→ **Excerpted passage**
============================================================
It Is Not iWatch! Write It Ten Times: Apple Watch, Apple Watch …

Well, holy cow: when Apple does a wearable, they REALLY do a wearable. Plenty of kudos, plenty of TBDs and a few issues in the big announcement. Let’s break it down using the framework I dropped some weeks back while lamenting the state of journalism.

“My point here is that the wrist is VERY PERSONAL real estate.”

Major kudos. Apple Watch (the product formerly known as iWatch) will be available in a dizzying array of sizes, metals, colors, and bands. Apple Watch is JEWELRY. The attention to detail—even if you consider nothing but the bands—is extraordinary, even when viewed through the lens of a beautifully designed piece of jewelry. (Next time you’re in an Apple store, take a look at the wall o’ cases selected by Apple; that ought to give you a sense of how very wrong these elements could have gone.) 

Others will try to follow suit; heck, given the pace that Samsung has fielded smart watches over the past year, they’ll have a posse of new models available by the time Apple Watch sees the light of day. But seriously folks, this element should not have been that hard to figure out: the wrist is very personal real estate and Apple internalized that fact before anyone else.

Major advantage. That dizzying array of sizes (2), metals (3), colors (2 per metal) and bands (I lost count) does NOT lend itself to a Best Buy experience. A whole lot of people will want to do the mixing and matching in person, say, as one would do at a jewelry store. Or a jewelry store within a retail store. And just who in the smart watch game has brilliant retail stores?  Only Apple. Sheer genius: they not only were the first to decode smart watch as jewelry, they’ve set the bar high enough that Samsung, LG, Motorola, and the rest will have a devil of time delivering those options with a great buying experience. 

“The technology may not yet exist to build valuable and motivating smart watch functionality into something that people who are smaller than American football linemen can wear.” 

Major issue. Apple Watch is available in TWO sizes. “Apple GETS it: men and women need different sizes!”  Well, not so fast. The larger of the two Apple Watches is 42mm in height; for reference, a Patek men’s Calatrava is 38mm in DIAMETER. The smaller Apple Watch is 38mm in height; for reference, a Patek women’s Calatrava is 34mm in diameter. And we’re talking thick rectangular slabs versus discs here.

I am not going to guess at the width of the Apple Watches nor the thickness, but suffice to say, we are dealing with A LOT of bulk compared to the Swiss timepieces that Jony—pardonez moi!—SIR Jonathan Paul Ive is so confident are f—ed. A number of otherwise glowing reviews commented that Apple Watch does not slide through the cuff in a men’s dress shirt sleeve. Hoodies and Ts, on the other hand: absolutely no problem.

Major TBD. Battery life. Très élégant magnetic inductive charging! How often do I need to utilize this beautiful charger?  Not talking. The major factor will be the duty cycle of the display, and the Bluetooth radio will NOT do battery life any favors. A rich ecosystem of Watch apps could easily prove to be a Catch-22: the developers will pay ZERO attention to power consumption, and, ironically, the more apps you take advantage of, the more drain there will be on the battery.
============================================================
→ **Data**
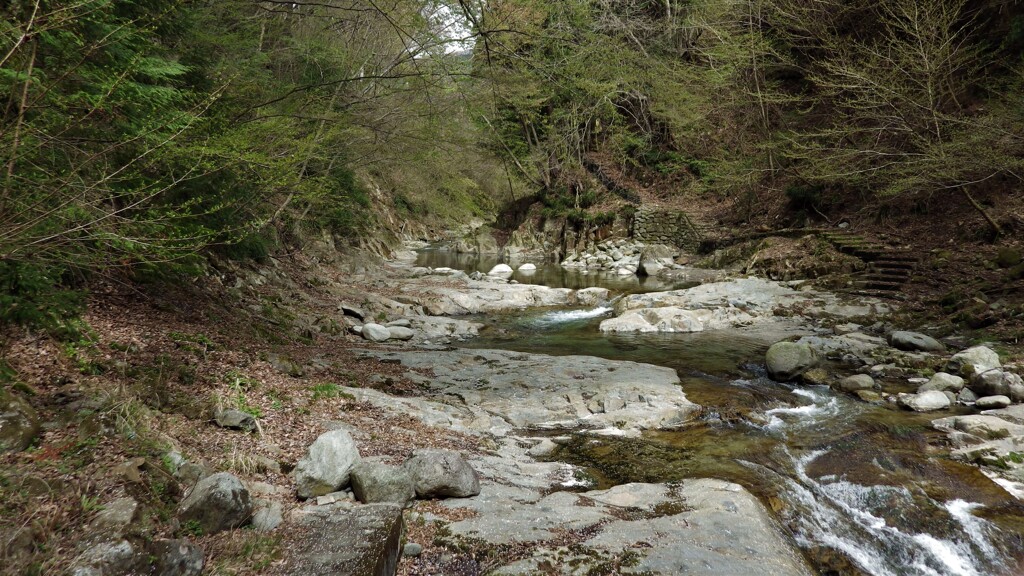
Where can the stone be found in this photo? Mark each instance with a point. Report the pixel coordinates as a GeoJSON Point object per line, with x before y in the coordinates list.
{"type": "Point", "coordinates": [694, 527]}
{"type": "Point", "coordinates": [914, 341]}
{"type": "Point", "coordinates": [218, 502]}
{"type": "Point", "coordinates": [364, 540]}
{"type": "Point", "coordinates": [501, 271]}
{"type": "Point", "coordinates": [1008, 257]}
{"type": "Point", "coordinates": [327, 465]}
{"type": "Point", "coordinates": [267, 517]}
{"type": "Point", "coordinates": [339, 496]}
{"type": "Point", "coordinates": [815, 377]}
{"type": "Point", "coordinates": [942, 381]}
{"type": "Point", "coordinates": [236, 419]}
{"type": "Point", "coordinates": [18, 422]}
{"type": "Point", "coordinates": [997, 382]}
{"type": "Point", "coordinates": [105, 559]}
{"type": "Point", "coordinates": [591, 296]}
{"type": "Point", "coordinates": [869, 397]}
{"type": "Point", "coordinates": [352, 312]}
{"type": "Point", "coordinates": [285, 365]}
{"type": "Point", "coordinates": [847, 328]}
{"type": "Point", "coordinates": [785, 361]}
{"type": "Point", "coordinates": [401, 333]}
{"type": "Point", "coordinates": [542, 449]}
{"type": "Point", "coordinates": [924, 402]}
{"type": "Point", "coordinates": [190, 472]}
{"type": "Point", "coordinates": [496, 392]}
{"type": "Point", "coordinates": [115, 518]}
{"type": "Point", "coordinates": [967, 397]}
{"type": "Point", "coordinates": [856, 382]}
{"type": "Point", "coordinates": [991, 403]}
{"type": "Point", "coordinates": [130, 470]}
{"type": "Point", "coordinates": [973, 361]}
{"type": "Point", "coordinates": [175, 558]}
{"type": "Point", "coordinates": [375, 332]}
{"type": "Point", "coordinates": [440, 474]}
{"type": "Point", "coordinates": [375, 482]}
============================================================
→ **The tasks**
a) Decide whether each statement agrees with the Apple Watch post. Answer yes or no for each, and quote the deciding words. (i) Apple Watch comes in two sizes. (ii) The smaller Apple Watch is 34mm in height. (iii) Reviews said Apple Watch slides through the cuff of a men's dress shirt sleeve.
b) Repeat the Apple Watch post word for word from "Major kudos. Apple" up to and including "before anyone else.".
Rely only on the Apple Watch post itself.

→ **Answers to the tasks**
a)
(i) Yes: "Apple Watch is available in TWO sizes."
(ii) No: "The smaller Apple Watch is 38mm in height"
(iii) No: "Apple Watch does not slide through the cuff in a men’s dress shirt sleeve."

b)
Major kudos. Apple Watch (the product formerly known as iWatch) will be available in a dizzying array of sizes, metals, colors, and bands. Apple Watch is JEWELRY. The attention to detail—even if you consider nothing but the bands—is extraordinary, even when viewed through the lens of a beautifully designed piece of jewelry. (Next time you’re in an Apple store, take a look at the wall o’ cases selected by Apple; that ought to give you a sense of how very wrong these elements could have gone.) 

Others will try to follow suit; heck, given the pace that Samsung has fielded smart watches over the past year, they’ll have a posse of new models available by the time Apple Watch sees the light of day. But seriously folks, this element should not have been that hard to figure out: the wrist is very personal real estate and Apple internalized that fact before anyone else.